**Aim of the exercise**
Write out each of the rows below line for line, with the pictures left out.

**Provided data**
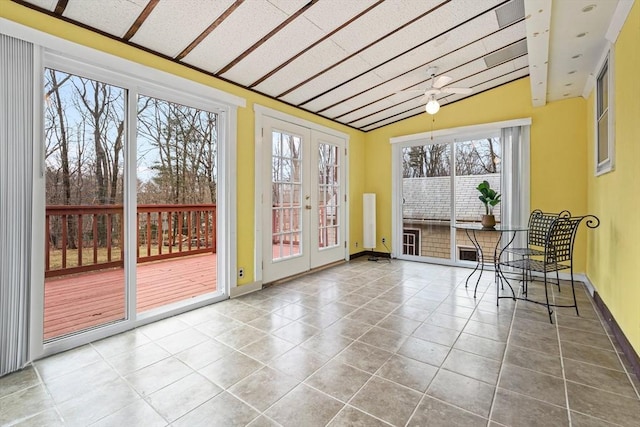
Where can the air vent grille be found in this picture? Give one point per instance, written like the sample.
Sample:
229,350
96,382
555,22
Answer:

**Task answer**
Where can the air vent grille be found in this picture? Give one point per instance, written like the sample.
Sample:
229,350
96,382
555,22
Answer:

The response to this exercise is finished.